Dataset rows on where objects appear
++++++++++

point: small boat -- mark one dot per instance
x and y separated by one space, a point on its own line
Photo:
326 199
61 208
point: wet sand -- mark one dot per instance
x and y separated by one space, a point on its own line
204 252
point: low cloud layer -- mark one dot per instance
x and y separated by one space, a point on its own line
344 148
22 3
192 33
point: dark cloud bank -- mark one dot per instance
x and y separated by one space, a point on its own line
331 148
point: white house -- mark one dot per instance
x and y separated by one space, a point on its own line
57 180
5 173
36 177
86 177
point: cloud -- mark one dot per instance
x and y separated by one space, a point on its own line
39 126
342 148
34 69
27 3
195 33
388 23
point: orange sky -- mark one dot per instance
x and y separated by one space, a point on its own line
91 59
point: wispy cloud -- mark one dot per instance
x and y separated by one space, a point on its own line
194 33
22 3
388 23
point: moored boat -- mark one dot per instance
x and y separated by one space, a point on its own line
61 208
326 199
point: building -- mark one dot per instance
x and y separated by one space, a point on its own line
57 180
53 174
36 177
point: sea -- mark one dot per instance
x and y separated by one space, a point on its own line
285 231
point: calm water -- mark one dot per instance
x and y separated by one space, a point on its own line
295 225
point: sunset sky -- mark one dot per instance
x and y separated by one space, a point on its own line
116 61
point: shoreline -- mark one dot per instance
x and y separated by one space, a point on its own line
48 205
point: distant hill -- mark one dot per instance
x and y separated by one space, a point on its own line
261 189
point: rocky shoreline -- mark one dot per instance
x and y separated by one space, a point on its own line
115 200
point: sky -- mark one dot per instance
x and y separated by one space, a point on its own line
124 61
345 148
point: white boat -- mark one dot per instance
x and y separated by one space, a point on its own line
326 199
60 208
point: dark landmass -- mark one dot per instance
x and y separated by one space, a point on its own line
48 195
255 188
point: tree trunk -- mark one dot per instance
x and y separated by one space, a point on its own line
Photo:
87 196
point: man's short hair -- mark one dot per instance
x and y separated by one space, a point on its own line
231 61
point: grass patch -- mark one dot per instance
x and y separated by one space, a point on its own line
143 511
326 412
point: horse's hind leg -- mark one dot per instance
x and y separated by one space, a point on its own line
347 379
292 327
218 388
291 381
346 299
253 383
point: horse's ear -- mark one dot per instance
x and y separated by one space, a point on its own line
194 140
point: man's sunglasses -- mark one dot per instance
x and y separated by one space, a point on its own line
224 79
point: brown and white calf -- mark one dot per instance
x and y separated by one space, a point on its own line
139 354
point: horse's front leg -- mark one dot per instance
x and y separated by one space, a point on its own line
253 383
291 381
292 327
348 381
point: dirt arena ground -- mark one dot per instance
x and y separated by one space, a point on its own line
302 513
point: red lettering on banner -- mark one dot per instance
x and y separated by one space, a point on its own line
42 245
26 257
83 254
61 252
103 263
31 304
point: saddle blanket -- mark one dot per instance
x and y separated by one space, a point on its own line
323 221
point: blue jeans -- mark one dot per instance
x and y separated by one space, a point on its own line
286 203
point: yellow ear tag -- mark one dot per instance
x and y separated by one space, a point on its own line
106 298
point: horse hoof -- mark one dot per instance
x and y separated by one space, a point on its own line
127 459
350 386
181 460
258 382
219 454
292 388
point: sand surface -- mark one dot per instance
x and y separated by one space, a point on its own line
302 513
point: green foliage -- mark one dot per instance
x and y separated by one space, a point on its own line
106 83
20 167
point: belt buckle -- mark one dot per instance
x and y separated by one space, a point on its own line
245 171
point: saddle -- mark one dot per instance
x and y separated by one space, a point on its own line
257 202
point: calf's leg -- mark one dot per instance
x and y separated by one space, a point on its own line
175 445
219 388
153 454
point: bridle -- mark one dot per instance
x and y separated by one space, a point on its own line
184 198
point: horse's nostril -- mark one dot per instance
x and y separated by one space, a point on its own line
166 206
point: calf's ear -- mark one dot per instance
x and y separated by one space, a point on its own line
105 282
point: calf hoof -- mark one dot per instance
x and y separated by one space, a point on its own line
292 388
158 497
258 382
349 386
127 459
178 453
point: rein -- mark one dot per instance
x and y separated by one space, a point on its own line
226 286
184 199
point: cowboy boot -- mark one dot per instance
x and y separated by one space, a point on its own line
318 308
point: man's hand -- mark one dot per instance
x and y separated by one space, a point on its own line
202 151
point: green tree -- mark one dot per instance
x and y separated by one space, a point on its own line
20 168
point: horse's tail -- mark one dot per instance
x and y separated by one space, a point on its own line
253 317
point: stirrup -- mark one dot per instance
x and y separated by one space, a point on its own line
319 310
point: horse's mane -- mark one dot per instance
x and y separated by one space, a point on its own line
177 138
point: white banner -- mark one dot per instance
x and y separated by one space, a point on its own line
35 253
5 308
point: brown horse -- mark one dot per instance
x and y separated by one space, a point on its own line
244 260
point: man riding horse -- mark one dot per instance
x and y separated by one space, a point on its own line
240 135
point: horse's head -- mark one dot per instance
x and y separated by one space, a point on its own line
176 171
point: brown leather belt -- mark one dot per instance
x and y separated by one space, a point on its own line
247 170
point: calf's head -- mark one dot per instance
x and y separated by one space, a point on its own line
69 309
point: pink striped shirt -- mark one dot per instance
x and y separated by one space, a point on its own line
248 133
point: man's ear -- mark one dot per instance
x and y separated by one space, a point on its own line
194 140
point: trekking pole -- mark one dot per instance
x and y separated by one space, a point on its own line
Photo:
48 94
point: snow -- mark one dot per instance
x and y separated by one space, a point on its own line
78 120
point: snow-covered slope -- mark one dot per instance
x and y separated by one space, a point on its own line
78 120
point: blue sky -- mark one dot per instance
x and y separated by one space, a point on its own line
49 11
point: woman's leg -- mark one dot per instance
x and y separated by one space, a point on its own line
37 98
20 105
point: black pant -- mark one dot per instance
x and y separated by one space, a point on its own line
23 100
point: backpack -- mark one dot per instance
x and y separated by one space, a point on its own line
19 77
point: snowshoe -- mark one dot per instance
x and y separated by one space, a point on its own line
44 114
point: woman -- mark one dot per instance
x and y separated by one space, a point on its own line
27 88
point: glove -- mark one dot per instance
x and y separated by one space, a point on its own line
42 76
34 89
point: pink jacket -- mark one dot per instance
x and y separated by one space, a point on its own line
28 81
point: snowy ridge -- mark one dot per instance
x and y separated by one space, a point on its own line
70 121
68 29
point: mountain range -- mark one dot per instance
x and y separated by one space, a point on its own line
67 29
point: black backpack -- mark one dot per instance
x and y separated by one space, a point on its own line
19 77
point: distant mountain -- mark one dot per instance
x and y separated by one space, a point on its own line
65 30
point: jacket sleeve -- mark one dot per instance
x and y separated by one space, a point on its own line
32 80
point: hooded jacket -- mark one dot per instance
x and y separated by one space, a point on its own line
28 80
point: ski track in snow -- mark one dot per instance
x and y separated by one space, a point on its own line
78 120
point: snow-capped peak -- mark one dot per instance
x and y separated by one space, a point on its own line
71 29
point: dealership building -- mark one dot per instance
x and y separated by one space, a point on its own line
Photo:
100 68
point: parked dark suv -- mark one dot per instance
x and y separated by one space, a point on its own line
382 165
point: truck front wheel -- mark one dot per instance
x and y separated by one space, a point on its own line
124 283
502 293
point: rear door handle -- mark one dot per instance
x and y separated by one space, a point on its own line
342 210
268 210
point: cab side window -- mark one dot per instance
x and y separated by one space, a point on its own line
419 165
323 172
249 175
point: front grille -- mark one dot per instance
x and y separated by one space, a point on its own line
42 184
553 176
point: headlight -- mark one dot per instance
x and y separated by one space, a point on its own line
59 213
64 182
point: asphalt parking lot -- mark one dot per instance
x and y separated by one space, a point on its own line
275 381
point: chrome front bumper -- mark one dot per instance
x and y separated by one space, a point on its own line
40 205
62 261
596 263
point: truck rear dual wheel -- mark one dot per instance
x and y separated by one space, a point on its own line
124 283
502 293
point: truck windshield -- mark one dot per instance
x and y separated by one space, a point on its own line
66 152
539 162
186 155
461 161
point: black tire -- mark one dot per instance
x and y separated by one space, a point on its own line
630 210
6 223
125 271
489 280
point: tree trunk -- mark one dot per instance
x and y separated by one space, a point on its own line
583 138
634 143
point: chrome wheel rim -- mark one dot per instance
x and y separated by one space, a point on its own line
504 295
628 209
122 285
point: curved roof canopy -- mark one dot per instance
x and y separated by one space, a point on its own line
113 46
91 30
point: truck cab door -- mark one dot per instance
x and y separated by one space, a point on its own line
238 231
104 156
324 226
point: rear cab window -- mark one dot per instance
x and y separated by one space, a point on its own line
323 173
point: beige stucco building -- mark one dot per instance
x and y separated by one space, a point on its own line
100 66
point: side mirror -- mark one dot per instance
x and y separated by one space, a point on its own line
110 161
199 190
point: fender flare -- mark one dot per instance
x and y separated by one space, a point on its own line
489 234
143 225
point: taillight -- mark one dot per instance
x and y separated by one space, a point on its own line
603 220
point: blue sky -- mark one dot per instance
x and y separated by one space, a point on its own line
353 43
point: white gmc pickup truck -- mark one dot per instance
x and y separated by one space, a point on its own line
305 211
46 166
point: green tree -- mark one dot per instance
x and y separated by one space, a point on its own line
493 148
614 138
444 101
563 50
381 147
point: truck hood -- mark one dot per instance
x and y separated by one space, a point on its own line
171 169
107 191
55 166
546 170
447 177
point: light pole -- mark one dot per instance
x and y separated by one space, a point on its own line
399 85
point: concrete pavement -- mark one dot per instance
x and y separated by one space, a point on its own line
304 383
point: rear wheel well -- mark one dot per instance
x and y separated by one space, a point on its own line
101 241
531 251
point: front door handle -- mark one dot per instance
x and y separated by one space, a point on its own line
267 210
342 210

++++++++++

* WHAT YOU ARE ASKED TO DO: Everything from the line with "point: white gmc" to the end of the listing above needs to be duplicated exactly, both end lines included, with nothing more.

* CORRECT OUTPUT:
point: white gmc pickup truck -- mark one dot per instance
x and y separated by one space, a point on its own line
305 211
46 166
point: green tree -- mark one dot per instance
x and y separated by one space, a point on its own line
493 148
614 138
444 101
563 50
381 147
point: truck hood -- mark one dot per instance
x and y separated by one space, a point on its own line
171 169
107 191
55 166
546 170
447 177
point: light pole -- mark one dot per instance
x and y separated by one space, a point on its own line
399 85
point: concrete pavement -- mark one dot per instance
x and y separated by one space, a point on its own line
304 383
point: rear wheel well -- mark one dot per instance
x and y separated by one space, a point on its own line
101 241
531 251
point: front door handle -- mark one dot per instance
x and y separated by one space, a point on its own line
267 210
342 210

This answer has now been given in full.